PROBLEM | Rewrite each of the items below, changing "evergreen tree" to "conifer" and leaving everything else the same.

(Labeling and segmentation items)

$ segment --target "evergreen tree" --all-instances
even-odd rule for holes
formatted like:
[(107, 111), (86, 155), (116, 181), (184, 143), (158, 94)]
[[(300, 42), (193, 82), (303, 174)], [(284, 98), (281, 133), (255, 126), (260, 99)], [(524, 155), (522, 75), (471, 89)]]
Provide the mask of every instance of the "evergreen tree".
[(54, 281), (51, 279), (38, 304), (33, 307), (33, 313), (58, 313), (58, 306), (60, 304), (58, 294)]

RESULT OF THIS TASK |
$ segment --target "conifer" --all-instances
even-odd rule for holes
formatted like:
[(107, 111), (86, 155), (116, 181), (184, 143), (158, 94)]
[[(300, 42), (193, 82), (303, 174)], [(284, 98), (281, 133), (255, 126), (260, 99)], [(524, 155), (522, 75), (471, 89)]]
Provide the mask of every instance of the "conifer".
[(54, 281), (51, 279), (38, 304), (33, 307), (33, 313), (58, 313), (58, 306), (60, 304), (58, 294)]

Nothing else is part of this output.